**DATA RECORDS:**
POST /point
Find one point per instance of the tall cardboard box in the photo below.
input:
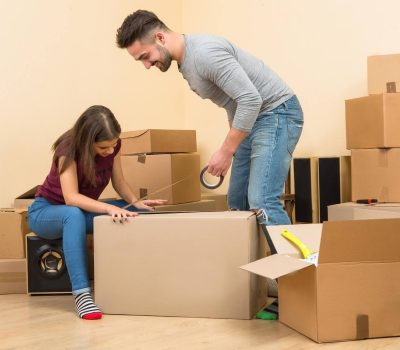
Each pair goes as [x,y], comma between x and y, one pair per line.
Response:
[354,291]
[158,141]
[13,228]
[174,177]
[373,121]
[376,174]
[12,276]
[382,69]
[183,264]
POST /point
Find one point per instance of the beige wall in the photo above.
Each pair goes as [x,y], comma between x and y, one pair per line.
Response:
[59,57]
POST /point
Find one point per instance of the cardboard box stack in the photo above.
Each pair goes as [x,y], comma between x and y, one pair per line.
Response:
[13,228]
[372,133]
[162,164]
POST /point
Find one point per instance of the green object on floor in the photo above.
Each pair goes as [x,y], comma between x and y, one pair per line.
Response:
[265,315]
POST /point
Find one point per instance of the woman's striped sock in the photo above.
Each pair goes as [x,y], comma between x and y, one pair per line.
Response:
[86,307]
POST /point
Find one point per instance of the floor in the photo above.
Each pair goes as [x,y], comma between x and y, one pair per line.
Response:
[49,322]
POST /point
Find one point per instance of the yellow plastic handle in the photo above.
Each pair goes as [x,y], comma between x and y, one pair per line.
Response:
[297,242]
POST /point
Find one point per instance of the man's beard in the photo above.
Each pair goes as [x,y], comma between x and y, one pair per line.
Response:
[165,58]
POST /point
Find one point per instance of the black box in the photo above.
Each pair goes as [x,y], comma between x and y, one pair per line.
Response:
[46,268]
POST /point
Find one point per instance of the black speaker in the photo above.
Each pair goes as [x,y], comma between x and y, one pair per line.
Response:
[318,183]
[46,268]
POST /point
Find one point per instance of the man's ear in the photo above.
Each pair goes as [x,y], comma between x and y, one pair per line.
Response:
[159,37]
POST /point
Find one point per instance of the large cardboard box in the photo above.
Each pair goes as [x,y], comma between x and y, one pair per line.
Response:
[174,177]
[354,291]
[373,121]
[375,174]
[158,141]
[355,211]
[202,205]
[184,264]
[24,200]
[13,228]
[382,70]
[12,276]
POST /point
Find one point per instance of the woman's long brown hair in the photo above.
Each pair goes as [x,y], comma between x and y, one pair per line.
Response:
[96,124]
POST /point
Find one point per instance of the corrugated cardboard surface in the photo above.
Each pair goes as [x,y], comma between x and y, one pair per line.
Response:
[381,70]
[353,293]
[202,205]
[354,211]
[152,173]
[375,174]
[12,276]
[221,200]
[372,121]
[158,141]
[179,265]
[13,228]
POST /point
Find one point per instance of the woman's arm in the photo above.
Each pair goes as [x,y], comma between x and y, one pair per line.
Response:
[72,197]
[124,190]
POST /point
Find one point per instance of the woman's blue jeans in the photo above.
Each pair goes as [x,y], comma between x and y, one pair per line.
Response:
[70,223]
[262,161]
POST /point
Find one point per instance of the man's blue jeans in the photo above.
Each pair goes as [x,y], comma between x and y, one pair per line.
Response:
[70,223]
[262,161]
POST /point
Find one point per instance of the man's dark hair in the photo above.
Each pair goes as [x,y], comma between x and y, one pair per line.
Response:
[137,26]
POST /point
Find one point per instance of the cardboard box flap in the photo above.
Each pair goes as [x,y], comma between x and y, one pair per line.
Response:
[133,134]
[309,234]
[29,194]
[275,266]
[360,241]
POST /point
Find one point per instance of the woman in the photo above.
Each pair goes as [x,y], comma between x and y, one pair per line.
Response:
[85,158]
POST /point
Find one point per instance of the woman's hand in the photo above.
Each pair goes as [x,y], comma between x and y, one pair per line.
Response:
[119,214]
[148,204]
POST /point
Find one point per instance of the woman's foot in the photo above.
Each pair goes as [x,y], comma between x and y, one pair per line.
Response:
[86,307]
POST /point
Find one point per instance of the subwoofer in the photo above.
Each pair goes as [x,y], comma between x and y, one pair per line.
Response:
[46,268]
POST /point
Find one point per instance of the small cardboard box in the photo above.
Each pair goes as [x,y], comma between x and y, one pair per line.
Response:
[202,205]
[26,199]
[12,276]
[158,141]
[174,177]
[184,264]
[382,69]
[375,174]
[355,211]
[373,121]
[354,291]
[13,228]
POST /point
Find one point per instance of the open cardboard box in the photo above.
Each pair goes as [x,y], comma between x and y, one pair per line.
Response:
[353,293]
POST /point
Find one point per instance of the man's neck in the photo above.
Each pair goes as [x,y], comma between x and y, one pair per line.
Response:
[177,47]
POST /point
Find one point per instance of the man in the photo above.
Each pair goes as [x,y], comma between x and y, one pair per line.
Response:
[264,115]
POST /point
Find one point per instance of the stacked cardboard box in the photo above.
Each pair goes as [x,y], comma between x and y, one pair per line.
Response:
[162,164]
[13,228]
[372,133]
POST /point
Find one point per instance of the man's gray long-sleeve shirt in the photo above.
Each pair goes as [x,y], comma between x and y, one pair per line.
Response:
[233,79]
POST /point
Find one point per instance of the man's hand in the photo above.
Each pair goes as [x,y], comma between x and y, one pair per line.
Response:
[220,162]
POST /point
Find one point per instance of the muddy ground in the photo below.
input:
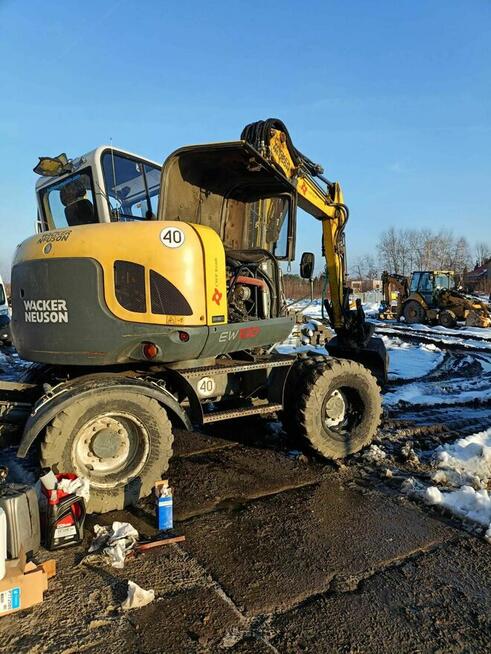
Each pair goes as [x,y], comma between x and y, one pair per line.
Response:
[288,553]
[281,555]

**YOUR GOAL:**
Can you find every line in the listing above that contains the word "cardboard" and copy each one out? Case counts.

**CORRECT RESULT:**
Find one point per instance of the tall cardboard box in the photo below.
Find one point per instance of the cardboard box stack in the photo above.
Find one point per instance of the large cardboard box in the photo above.
Find one point per instance of the corrugated cardboard surface in the photo above.
Find one point per instance of the cardboard box flap in the photo above.
Find one point per instance of the small cardboard box in the photo above.
Find one point per instance of the open cardboard box in the photo above.
Find one point per instance of the stacked cardboard box in the photo above.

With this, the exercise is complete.